**ABOUT THIS EXERCISE**
The required output is the line containing "the baby play" followed by every line after it to the end of the listing, each written out exactly.

**TASK MATERIAL**
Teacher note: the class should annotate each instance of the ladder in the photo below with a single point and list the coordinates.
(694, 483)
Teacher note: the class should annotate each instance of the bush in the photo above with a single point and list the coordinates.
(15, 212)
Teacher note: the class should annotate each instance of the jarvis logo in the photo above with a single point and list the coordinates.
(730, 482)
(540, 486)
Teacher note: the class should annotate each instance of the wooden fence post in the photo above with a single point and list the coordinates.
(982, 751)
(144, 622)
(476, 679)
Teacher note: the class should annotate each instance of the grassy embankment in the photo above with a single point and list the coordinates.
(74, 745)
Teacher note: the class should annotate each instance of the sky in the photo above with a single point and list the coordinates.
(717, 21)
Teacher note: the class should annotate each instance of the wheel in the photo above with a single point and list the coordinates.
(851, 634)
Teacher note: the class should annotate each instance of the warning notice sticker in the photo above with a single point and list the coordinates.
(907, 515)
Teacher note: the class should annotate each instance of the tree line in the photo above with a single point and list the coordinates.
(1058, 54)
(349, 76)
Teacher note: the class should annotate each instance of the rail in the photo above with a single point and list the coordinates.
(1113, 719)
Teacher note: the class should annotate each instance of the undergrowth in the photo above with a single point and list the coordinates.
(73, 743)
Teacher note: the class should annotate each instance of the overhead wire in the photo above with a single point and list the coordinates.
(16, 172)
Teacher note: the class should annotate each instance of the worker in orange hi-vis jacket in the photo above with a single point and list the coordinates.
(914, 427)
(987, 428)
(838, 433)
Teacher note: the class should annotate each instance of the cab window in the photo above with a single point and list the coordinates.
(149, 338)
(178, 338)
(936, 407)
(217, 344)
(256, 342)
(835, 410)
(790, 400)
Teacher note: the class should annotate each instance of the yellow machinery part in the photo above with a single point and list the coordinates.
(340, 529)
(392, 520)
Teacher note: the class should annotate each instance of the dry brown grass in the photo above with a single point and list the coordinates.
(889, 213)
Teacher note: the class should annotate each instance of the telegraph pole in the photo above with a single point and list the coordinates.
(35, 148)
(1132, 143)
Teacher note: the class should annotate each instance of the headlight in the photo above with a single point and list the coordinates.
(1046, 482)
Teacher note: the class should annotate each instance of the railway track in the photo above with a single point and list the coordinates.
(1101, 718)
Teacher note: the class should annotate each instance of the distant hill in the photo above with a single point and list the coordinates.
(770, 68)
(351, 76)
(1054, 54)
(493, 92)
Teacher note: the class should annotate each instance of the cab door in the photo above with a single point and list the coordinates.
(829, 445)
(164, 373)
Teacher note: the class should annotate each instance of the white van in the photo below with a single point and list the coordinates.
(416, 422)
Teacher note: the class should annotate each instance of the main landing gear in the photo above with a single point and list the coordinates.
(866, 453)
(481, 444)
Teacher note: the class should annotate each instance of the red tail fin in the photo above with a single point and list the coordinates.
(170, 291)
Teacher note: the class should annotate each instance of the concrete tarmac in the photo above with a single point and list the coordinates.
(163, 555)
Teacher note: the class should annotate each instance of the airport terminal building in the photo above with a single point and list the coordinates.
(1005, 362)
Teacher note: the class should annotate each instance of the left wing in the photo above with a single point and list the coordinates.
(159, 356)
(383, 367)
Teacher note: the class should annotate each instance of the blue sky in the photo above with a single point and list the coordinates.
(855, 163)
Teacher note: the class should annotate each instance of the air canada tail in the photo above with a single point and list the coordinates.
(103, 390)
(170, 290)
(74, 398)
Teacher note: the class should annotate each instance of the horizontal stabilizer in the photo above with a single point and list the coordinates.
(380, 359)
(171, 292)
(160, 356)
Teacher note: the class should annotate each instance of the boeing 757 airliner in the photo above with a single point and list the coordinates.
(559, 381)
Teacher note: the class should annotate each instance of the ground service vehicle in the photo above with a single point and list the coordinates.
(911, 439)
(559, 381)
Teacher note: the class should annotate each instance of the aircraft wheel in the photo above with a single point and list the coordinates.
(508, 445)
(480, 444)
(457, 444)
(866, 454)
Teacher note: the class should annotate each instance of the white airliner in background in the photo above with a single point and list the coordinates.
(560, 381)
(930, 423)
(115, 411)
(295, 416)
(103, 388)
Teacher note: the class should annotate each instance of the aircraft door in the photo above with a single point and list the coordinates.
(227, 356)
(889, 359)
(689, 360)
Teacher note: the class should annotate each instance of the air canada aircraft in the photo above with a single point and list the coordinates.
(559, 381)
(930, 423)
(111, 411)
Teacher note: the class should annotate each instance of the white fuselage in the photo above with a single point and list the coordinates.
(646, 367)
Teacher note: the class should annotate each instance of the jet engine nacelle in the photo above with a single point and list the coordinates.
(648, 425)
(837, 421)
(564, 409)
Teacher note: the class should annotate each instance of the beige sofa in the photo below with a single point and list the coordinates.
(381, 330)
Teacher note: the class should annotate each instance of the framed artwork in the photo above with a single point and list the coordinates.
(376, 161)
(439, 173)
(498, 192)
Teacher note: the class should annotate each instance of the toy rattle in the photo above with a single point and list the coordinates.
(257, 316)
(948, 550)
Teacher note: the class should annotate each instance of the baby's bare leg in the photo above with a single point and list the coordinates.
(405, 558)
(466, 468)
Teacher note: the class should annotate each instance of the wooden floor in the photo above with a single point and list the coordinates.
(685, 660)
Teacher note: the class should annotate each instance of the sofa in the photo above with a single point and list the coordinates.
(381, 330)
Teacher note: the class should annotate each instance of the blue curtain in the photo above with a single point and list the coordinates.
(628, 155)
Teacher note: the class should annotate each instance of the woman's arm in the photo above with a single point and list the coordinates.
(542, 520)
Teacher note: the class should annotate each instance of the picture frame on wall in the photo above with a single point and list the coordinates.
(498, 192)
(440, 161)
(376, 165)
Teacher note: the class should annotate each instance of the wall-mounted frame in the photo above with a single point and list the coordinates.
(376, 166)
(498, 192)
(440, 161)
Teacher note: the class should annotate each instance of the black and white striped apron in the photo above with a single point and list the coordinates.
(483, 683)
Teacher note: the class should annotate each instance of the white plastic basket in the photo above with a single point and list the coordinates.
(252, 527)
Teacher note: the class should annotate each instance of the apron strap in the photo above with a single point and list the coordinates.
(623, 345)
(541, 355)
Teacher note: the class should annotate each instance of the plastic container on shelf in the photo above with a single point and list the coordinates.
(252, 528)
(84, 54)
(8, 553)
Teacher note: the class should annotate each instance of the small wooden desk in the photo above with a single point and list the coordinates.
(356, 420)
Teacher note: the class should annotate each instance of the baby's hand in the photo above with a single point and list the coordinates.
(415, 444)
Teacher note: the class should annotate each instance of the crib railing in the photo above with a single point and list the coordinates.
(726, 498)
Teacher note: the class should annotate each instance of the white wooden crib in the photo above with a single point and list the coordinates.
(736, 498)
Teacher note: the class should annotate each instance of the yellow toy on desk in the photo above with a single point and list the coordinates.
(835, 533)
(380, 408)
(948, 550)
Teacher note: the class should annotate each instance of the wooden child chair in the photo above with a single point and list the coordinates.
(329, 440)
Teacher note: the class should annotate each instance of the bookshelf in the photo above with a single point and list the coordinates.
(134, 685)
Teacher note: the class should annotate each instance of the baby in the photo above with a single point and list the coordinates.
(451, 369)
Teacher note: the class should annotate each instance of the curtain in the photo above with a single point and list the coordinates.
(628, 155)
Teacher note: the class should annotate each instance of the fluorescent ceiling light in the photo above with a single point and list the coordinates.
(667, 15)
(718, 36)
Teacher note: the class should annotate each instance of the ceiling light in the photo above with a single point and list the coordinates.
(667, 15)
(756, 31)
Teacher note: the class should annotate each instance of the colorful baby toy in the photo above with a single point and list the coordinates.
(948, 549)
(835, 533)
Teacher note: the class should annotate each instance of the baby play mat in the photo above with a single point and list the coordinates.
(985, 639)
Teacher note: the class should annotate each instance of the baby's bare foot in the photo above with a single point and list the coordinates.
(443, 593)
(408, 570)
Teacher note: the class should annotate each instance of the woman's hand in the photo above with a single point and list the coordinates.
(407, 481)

**OUTPUT OF THE EXERCISE**
Teacher note: the class should annotate each instance of the baby play mat in the photo above with a single point and list the coordinates.
(985, 639)
Teacher note: the class should annotate each instance of the baby's bare foot in the photo above with a single point and list the coordinates.
(443, 593)
(408, 570)
Teacher note: the class should annotate each instance of the woman's hand in the photo above with a single point and list the coordinates.
(407, 481)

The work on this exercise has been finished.